Quote every line of the material beneath this one.

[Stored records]

"""

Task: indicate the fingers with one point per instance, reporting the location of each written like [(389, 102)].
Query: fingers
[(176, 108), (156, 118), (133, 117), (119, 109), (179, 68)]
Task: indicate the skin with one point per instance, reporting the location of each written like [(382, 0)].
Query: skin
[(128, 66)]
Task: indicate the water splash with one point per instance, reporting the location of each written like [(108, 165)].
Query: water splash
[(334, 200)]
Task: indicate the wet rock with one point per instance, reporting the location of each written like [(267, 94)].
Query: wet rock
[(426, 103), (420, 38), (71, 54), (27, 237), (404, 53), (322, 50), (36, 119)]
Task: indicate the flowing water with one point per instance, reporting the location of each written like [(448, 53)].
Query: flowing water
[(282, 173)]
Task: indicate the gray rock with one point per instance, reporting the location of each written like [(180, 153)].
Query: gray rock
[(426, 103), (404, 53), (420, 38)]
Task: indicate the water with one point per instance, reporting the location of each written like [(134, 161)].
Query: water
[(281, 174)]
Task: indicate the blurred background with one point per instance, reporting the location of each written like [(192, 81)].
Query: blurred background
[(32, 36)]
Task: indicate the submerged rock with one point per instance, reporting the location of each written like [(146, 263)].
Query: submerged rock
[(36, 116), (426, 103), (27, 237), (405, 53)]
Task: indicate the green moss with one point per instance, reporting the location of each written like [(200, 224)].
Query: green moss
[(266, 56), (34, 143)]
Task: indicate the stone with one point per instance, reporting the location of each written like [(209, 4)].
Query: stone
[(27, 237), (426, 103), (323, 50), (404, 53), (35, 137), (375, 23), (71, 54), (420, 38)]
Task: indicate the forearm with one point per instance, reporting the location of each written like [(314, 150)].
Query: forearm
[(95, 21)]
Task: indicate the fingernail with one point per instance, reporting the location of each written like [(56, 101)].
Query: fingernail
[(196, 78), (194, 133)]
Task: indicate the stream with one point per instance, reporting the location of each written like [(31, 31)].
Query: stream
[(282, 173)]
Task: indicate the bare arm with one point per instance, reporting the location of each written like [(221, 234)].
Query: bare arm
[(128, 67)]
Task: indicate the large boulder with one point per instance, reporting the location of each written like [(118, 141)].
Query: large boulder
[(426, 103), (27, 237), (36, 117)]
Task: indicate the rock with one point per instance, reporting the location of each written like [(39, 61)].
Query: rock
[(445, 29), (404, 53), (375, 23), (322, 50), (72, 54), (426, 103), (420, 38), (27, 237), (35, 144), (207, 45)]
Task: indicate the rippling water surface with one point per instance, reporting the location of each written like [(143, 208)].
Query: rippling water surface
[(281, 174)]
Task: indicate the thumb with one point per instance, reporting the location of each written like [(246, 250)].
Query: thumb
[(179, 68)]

"""

• Task result
Task: indicate the fingers with one point per instance, reporting the location of each written like [(389, 102)].
Query: fingers
[(176, 108), (156, 118), (133, 117), (119, 109), (179, 68)]
Task: indicate the skin with one point per instance, reporting the location of each written like [(382, 0)].
Query: skin
[(128, 66)]
Task: indicate the water splash with one point per instance, reporting the location of each written like [(108, 165)].
Query: water splash
[(334, 200)]
Task: indicate the wet rock with one point per instance, reporting the location of each written like [(267, 94)].
Query: wet rock
[(426, 103), (420, 38), (71, 54), (27, 237), (404, 53), (322, 50), (36, 119)]
Task: indicate the flowing water with one point per instance, reporting the location of each written like [(448, 53)].
Query: flowing water
[(282, 173)]
Task: indicate the gray rock with one point per instance, reporting the location of each written like [(180, 153)].
Query: gray rock
[(426, 103), (404, 53), (420, 38)]
Task: indicate the water with one point per instance, reporting the location of each written like [(134, 161)].
Query: water
[(281, 174)]
Task: indicate the blurred background with one point per instance, reporting the location of each written like [(192, 81)].
Query: blurred background
[(32, 36)]
Task: indicate the submerged rock with one point per instance, reporting the location of each written like [(146, 263)].
Query: submerged rock
[(36, 116), (426, 103), (27, 237), (405, 53)]
Task: indicate the green moss with one point per instance, reporting the location of each written like [(200, 224)].
Query: green moss
[(266, 56), (34, 143)]
Task: indicate the stone with one point per instance, reporting the location of each written like [(209, 4)].
Query: stone
[(27, 237), (426, 103), (323, 50), (404, 53), (35, 137), (375, 23), (71, 54), (420, 38)]
Task: indicate the forearm with one point per instance, reporting the location of each written like [(314, 150)].
Query: forearm
[(95, 21)]
Task: indicate the fingernail with one point per instance, reporting the location of each written like [(56, 101)].
Query: fingernail
[(196, 78), (194, 133)]
Task: indicate the stream with one point per instance, reporting the location of each written like [(31, 31)].
Query: stream
[(282, 173)]
Task: indicate the bare arm with one point per instance, reporting the location of each written like [(221, 234)].
Query: bare arm
[(128, 67)]
Task: indicate the large boulder with one point per instance, reporting the location of each written like [(118, 141)].
Query: large boulder
[(426, 103), (27, 237), (36, 117)]
Task: indicate the rock with one point per instance, reporting the location of each written like [(39, 61)].
Query: rock
[(445, 29), (404, 53), (375, 23), (322, 50), (72, 54), (426, 103), (420, 38), (27, 237), (35, 144), (207, 45)]
Task: indicate the rippling water surface with one point per instance, reporting the location of each written like [(143, 208)].
Query: rippling water surface
[(281, 174)]
Task: indicate the thumb with one point per instance, reporting the location of each written like [(246, 250)].
Query: thumb
[(179, 68)]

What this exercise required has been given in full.